__Document section__
I have received many E-mails and direct twitter messages overnight and today following the ‘debate’ on Real Progressives yesterday, where trade issues and related financial transactions were discussed. I saw that section of the debate (after the fact) and concluded that only one of the guests knew what happened when nations exported and imported. But it appears that readers of this blog who listened to the debate were confused by what they heard. So, today, by request, I aim to clarify a few of these issues.
They are in fact fairly simple to understand once you trace through the transactions carefully, so it is a surprise that basic errors were expressed in the ‘debate’. So here is the way Modern Monetary Theory (MMT) helps you understand trade transactions.
There appears to be a lot of confusion about the external economy in a fiat monetary system. Many economists do not fully understand how to interpret the balance of payments in a fiat monetary system.
So it is no surprise that the general public struggles in this domain...
If you don't read billyblog regularly, this is one you probably should. Also see Neil Wilson's comments.
Bill Mitchell – billy blog
Trade and external finance mysteries
Bill Mitchell | Professor in Economics and Director of the Centre of Full Employment and Equity (CofFEE), at University of Newcastle, NSW, Australia
Bill Mitchell – billy blog
Trade and external finance mysteries
Bill Mitchell | Professor in Economics and Director of the Centre of Full Employment and Equity (CofFEE), at University of Newcastle, NSW, Australia
27 comments:
“ concluded that only one of the guests knew what happened when nations exported and imported.”
Who were these people and who was the one that didn’t know?
FROM THE ARTICLE: “The reality is that a nation facing a lack of ability to purchase imports, for whatever reason, has to either increase its exports or reduce its imports.”
Not necessarily. The USA has the world’s largest trade deficit by far, yet this is no problem for the US government, since the US government creates its spending money (dollars) out of thin air, and those dollars are accepted worldwide.
If the USA had a trade deficit, and if U.S. dollars were not accepted worldwide, then the USA would have severe economic difficulties, which would become even worse if the US government could not create its spending money out of thin air. The USA would be like France and Greece, which are caught in a spiral of ever-worsening debt and austerity, since those nations have trade deficits, and those governments cannot create their spending money out of thin air.
Reader Neil Wilson writes, “In a floating rate system central banks don’t need foreign currency reserves.”
Wilson means that a bank does not necessarily need foreign currency to engage in forex trading.
Other than that, however a central bank does indeed need foreign currency if the nation’s domestic currency is not accepted outside the nation’s borders.
I disagree that trade deficits are good since they can hollow out a country's productive capability.

__Information provided__
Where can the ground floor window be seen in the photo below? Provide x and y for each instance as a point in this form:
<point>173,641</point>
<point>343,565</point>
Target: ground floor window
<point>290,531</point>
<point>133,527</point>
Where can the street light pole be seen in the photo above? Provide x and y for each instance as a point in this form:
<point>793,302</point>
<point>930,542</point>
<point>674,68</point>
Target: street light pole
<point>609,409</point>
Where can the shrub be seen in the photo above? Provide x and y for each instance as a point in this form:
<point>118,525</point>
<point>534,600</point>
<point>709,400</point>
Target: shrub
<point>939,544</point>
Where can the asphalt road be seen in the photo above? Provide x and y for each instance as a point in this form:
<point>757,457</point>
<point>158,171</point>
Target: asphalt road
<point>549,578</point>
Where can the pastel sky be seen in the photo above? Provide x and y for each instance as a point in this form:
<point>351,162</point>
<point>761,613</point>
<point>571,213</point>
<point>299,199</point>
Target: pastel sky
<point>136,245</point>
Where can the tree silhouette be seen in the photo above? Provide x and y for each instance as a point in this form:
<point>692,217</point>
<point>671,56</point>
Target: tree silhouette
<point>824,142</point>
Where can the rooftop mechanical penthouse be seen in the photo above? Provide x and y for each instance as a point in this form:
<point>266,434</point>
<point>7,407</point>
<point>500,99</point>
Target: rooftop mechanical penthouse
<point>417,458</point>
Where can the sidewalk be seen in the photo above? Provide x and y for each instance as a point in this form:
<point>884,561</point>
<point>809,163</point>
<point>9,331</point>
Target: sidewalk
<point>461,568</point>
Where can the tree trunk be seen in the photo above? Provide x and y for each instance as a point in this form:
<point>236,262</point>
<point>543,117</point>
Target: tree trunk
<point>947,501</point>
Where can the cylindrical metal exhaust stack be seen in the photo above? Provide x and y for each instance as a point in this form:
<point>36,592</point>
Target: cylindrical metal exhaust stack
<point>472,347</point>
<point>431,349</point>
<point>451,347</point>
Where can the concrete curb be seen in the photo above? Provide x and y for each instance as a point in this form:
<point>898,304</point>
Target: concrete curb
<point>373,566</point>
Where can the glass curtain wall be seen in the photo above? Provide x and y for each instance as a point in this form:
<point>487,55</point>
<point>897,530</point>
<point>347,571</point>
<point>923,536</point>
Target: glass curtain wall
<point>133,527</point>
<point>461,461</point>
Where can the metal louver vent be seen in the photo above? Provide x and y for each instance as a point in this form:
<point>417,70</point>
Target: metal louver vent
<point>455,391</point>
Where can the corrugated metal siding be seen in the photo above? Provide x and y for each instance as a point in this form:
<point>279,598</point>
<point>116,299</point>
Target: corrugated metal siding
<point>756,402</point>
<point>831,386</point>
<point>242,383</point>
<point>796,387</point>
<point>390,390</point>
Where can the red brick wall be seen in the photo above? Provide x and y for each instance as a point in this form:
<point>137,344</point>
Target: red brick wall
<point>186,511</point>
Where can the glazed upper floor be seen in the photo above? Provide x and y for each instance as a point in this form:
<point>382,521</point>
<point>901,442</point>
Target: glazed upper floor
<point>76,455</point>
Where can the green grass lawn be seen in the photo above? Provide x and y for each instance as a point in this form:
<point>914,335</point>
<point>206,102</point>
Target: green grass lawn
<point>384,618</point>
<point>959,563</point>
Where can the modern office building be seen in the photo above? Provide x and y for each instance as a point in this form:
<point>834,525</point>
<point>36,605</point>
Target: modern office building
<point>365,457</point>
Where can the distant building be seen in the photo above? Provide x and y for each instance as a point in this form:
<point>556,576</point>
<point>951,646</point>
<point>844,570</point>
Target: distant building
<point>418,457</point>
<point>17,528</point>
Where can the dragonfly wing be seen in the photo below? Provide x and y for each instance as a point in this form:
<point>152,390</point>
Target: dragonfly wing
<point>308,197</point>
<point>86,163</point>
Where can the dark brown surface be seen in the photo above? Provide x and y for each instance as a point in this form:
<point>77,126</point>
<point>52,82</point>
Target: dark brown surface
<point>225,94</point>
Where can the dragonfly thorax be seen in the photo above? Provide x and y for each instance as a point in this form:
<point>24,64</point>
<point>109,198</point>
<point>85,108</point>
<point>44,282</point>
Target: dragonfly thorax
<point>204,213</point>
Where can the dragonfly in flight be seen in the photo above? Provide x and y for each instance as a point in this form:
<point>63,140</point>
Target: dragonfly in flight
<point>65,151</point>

__Problems to work on__
1: In the blog post on trade and external finance, which country do the comments say has the world's largest trade deficit?
2: Continue the blog post on trade and external finance, with its comments, from its final sentence.

__The replies__
1: The USA.

2:
Nor are they fair to those who depend on wages to survive, unlike rich asset owners who don't.
Moreover, trade deficits are encouraged by positive yields on the inherently risk-free debt of a monetary sovereign. But risk-free assets should return at most 0% to avoid welfare proportional to account balance.
I was disappointed to see Steve Keen like that. Normally he's excellent, but some of his ideas seemed strange to me, since I think Warren was technically correct on everything. Unfortunately, Warren's internet connection was shit and a skype conversation wasn't exactly the best format. I would love to see these two discuss the same stuff but in the same room, with a whiteboard drawing T-accounts and Keen's Minsky program running so they could clearly demonstrate why they think the way they do.
Keen does bring an interesting point about persistent trade deficits. Warren is correct in the narrow sense that it's better to receive than give, but Keen's point was it is possible that trade deficits have real costs by undermining the nation's domestic productive capacity (why invest if you can just get shit for free from the trade deficit?). But his point about foreign claim resulting in foreign ownership of domestic assets and the resulting flow of profit back to the foreign owner is just one possible scenario among many... again Warren's correct, it's the incompetence of policy makers is what really causes the problems, not the trade deficit per se.
I have no idea what Keen was talking about with the trade deficit resulting in money creation. Was he referring to something like what China does: Chinese exporter receives US dollars and the Chinese central bank creates equivalent yuan to give to the exporter? (I think that's how Warren said the Chinese do it, but again, that's just one possible scenario)
Was he referring to something like what China does: Chinese exporter receives US dollars and the Chinese central bank creates equivalent yuan to give to the exporter? (I think that's how Warren said the Chinese do it, but again, that's just one possible scenario)
At one time this was the case, but I heard that China was relaxing this.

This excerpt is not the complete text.